(Material to process)

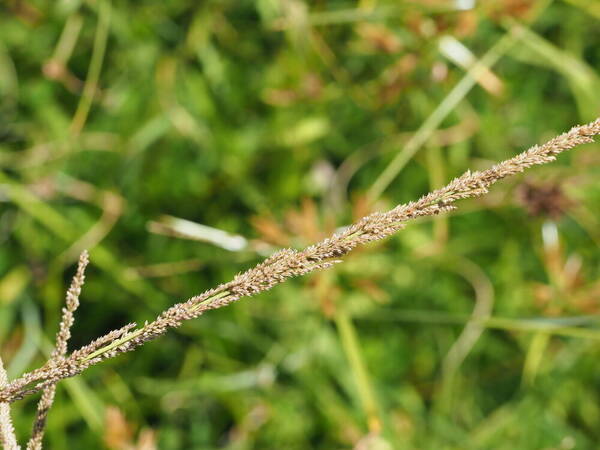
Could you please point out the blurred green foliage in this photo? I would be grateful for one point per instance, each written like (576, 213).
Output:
(273, 120)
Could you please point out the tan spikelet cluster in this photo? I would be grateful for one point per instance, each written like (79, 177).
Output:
(8, 440)
(289, 263)
(62, 337)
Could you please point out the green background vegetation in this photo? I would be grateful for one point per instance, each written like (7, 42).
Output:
(274, 120)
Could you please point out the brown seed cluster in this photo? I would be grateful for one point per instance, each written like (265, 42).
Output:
(290, 263)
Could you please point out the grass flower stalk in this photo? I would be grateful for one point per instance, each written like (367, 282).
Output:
(62, 337)
(290, 263)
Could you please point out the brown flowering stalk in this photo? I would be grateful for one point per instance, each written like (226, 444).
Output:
(289, 263)
(62, 337)
(7, 432)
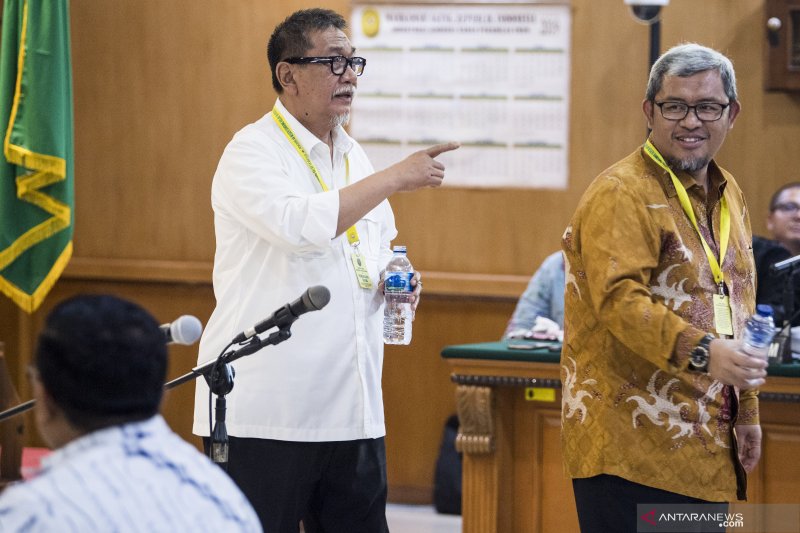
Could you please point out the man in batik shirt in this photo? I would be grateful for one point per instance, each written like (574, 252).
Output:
(659, 283)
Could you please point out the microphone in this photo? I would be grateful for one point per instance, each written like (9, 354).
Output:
(185, 329)
(313, 299)
(786, 263)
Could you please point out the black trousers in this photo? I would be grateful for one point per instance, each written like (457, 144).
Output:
(331, 487)
(607, 504)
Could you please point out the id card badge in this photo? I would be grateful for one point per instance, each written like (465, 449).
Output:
(722, 315)
(360, 266)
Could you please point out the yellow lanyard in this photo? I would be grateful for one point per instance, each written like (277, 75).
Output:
(352, 233)
(724, 217)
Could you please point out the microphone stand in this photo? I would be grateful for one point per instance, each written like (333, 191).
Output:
(219, 377)
(781, 344)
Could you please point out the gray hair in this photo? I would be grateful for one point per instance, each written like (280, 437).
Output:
(687, 60)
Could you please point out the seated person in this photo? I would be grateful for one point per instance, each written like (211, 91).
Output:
(544, 297)
(98, 378)
(783, 222)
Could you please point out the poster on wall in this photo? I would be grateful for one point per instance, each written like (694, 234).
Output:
(493, 77)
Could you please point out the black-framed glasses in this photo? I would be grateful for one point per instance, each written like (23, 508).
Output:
(338, 63)
(787, 208)
(705, 111)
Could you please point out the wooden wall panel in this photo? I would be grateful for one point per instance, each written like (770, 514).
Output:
(160, 87)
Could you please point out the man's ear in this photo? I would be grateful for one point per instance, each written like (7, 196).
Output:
(285, 76)
(647, 108)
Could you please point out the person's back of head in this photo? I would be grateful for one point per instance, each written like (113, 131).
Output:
(102, 361)
(783, 221)
(686, 60)
(291, 37)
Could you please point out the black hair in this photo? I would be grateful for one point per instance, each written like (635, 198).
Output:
(103, 360)
(290, 37)
(773, 202)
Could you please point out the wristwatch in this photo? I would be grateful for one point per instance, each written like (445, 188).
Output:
(698, 358)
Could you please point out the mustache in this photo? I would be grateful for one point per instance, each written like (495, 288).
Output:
(346, 90)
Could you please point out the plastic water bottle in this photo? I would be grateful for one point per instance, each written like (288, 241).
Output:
(397, 313)
(758, 332)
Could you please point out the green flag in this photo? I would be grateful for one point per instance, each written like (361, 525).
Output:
(36, 171)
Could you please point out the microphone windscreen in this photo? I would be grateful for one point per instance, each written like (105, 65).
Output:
(186, 329)
(318, 296)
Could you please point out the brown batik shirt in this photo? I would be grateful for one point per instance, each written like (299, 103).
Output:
(638, 298)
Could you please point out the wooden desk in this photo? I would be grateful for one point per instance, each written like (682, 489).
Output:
(509, 406)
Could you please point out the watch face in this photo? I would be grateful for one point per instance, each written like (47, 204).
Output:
(699, 357)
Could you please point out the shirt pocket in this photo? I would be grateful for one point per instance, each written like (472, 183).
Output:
(369, 234)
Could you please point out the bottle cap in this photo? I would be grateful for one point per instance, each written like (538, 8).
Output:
(764, 310)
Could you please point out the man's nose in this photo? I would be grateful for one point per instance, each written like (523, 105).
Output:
(349, 74)
(691, 120)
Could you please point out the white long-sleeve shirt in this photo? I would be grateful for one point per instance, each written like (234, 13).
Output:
(139, 477)
(275, 233)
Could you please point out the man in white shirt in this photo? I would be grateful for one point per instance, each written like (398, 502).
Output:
(296, 204)
(98, 379)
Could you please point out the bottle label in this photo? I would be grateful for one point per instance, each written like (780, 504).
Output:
(399, 282)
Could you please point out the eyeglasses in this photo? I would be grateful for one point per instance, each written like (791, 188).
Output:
(338, 63)
(706, 111)
(789, 208)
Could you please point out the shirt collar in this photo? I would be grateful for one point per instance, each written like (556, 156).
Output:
(341, 140)
(716, 178)
(110, 436)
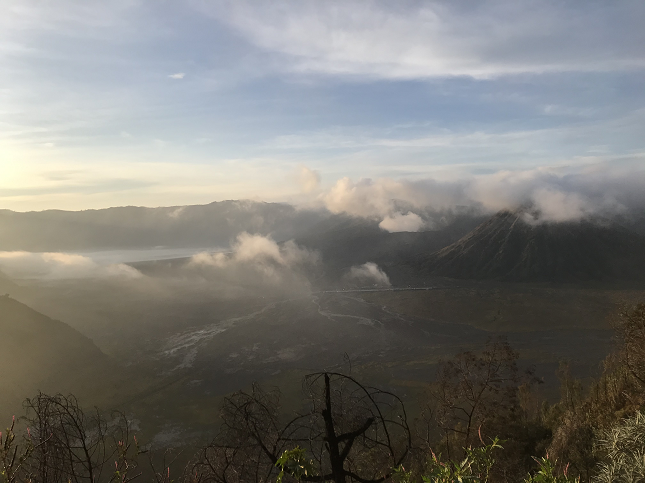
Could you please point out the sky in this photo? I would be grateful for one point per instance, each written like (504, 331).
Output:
(340, 103)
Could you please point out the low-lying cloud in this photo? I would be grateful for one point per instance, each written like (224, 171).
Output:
(552, 194)
(259, 260)
(368, 274)
(402, 222)
(60, 266)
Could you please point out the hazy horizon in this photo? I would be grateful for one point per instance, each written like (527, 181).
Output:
(345, 105)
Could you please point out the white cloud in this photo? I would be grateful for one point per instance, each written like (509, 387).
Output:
(368, 274)
(259, 260)
(442, 38)
(59, 266)
(400, 222)
(558, 193)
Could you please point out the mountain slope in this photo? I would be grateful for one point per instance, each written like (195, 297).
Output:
(344, 241)
(508, 248)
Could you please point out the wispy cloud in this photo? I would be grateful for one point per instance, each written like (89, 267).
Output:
(412, 40)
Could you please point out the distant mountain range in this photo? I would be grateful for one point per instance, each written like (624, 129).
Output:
(510, 248)
(212, 225)
(464, 245)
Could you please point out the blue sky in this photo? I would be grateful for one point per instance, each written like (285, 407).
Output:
(346, 104)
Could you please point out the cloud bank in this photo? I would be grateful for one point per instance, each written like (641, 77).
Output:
(256, 260)
(60, 266)
(554, 194)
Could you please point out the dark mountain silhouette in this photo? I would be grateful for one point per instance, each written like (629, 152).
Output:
(42, 354)
(345, 241)
(506, 247)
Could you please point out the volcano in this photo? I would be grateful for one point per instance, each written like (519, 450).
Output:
(512, 247)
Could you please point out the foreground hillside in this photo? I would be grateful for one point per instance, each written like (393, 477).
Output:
(42, 354)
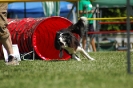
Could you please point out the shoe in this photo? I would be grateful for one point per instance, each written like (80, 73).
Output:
(12, 61)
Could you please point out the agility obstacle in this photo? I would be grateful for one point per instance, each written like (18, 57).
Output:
(38, 35)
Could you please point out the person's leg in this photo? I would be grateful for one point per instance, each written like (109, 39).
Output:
(84, 42)
(93, 44)
(92, 37)
(7, 44)
(5, 39)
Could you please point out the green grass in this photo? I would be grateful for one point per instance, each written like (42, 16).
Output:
(109, 70)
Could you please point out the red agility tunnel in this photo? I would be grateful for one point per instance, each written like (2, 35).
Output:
(38, 34)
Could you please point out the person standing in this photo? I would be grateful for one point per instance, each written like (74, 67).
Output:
(5, 37)
(86, 9)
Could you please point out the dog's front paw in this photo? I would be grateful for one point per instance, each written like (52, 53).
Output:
(92, 58)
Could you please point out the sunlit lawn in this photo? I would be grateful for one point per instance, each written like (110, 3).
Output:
(109, 70)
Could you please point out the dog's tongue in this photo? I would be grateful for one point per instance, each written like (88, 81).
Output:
(61, 54)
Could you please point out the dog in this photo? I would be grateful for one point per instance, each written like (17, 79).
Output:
(65, 40)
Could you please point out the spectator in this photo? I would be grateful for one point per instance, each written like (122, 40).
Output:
(5, 37)
(85, 9)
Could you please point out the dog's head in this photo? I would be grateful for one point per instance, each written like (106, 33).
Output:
(80, 26)
(65, 39)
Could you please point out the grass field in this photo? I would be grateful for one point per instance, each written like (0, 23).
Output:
(109, 70)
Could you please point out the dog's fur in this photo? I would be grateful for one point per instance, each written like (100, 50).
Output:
(65, 40)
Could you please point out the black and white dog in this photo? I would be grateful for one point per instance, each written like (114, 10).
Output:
(65, 40)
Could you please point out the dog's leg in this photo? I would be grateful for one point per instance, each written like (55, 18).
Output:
(80, 49)
(74, 56)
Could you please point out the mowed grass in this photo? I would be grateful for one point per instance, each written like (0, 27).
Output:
(109, 70)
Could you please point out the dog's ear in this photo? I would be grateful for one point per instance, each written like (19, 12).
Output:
(56, 41)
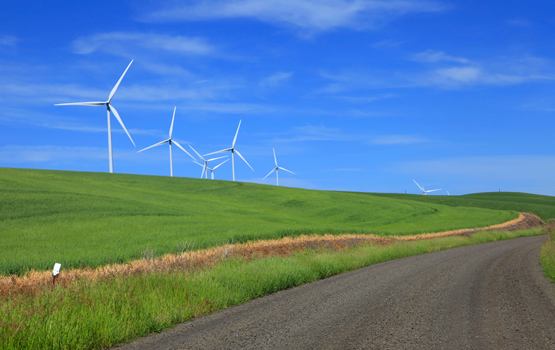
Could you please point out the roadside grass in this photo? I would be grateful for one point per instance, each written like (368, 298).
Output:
(94, 314)
(547, 253)
(82, 219)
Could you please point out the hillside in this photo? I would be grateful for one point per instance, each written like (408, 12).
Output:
(543, 206)
(90, 219)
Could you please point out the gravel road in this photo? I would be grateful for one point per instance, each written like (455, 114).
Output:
(487, 296)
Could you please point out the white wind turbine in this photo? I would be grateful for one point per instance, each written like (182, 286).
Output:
(233, 151)
(109, 107)
(276, 169)
(169, 141)
(211, 169)
(424, 192)
(205, 167)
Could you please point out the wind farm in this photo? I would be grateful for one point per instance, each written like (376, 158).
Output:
(276, 169)
(109, 109)
(357, 98)
(169, 141)
(233, 150)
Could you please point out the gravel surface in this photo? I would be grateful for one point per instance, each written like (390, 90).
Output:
(487, 296)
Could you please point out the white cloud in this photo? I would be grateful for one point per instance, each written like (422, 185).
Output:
(496, 71)
(503, 168)
(128, 43)
(432, 56)
(398, 140)
(17, 154)
(8, 40)
(315, 133)
(312, 15)
(276, 79)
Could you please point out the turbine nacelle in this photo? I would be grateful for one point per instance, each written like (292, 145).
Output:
(424, 192)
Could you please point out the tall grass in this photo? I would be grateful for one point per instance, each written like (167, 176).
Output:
(93, 314)
(83, 219)
(547, 253)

(End Material to process)

Exercise instructions:
Scan the data for the string "microphone" and copy each line in which it occurs.

Solution below:
Could you please point out the microphone in this photo? I would be grateful for one point per instance, each written like (9, 354).
Could you please point out the microphone stand in this photo? I would be grateful for one point per instance, each written like (333, 191).
Could you please point out the microphone windscreen in this photo? I would be grateful for one point per instance, each written like (105, 65).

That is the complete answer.